§ **Study material**
◆ ◆ ◆
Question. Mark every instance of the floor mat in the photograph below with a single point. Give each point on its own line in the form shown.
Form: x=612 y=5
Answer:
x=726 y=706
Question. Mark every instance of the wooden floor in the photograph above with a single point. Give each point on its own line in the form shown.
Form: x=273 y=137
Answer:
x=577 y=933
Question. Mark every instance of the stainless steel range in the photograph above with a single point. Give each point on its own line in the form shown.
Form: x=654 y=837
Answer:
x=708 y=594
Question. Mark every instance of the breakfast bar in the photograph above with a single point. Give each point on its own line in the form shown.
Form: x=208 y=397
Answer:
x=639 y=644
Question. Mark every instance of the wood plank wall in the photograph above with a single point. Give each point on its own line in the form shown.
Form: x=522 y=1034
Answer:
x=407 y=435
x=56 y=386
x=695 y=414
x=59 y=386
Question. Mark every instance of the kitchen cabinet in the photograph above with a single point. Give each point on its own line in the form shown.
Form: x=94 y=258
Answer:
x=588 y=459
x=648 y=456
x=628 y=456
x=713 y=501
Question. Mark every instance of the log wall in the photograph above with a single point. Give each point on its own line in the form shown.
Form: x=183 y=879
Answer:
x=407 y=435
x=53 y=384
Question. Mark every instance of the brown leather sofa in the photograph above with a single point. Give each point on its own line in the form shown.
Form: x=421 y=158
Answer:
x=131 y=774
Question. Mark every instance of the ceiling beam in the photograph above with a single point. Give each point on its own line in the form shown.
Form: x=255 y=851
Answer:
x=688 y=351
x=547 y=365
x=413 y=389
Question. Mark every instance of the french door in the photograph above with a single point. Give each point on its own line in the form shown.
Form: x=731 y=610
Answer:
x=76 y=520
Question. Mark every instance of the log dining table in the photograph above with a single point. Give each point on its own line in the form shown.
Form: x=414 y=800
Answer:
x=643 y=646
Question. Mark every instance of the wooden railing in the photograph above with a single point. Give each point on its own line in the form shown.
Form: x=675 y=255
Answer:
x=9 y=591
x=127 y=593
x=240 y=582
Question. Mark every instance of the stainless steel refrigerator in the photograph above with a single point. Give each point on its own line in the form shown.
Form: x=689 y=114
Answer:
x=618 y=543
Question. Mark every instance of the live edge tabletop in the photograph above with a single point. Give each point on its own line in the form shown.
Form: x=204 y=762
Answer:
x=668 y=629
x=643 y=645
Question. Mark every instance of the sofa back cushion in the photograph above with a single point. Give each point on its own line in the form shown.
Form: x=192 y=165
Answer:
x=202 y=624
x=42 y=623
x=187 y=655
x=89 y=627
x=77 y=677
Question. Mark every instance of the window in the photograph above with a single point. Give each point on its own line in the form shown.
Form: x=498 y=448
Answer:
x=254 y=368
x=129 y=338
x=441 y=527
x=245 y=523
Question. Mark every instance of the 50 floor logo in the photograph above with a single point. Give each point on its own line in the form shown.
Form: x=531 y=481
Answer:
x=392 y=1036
◆ ◆ ◆
§ **Exercise objective**
Look through the listing and extract every line with "stainless" in it.

§ **Exercise answer**
Question. Mark every instance of the stainless steel range in the photograph above with a single point. Give each point on its own line in the form shown.
Question. Mark every instance of the stainless steel refrigerator in the photograph above with a single point. Give each point on its own line in the form shown.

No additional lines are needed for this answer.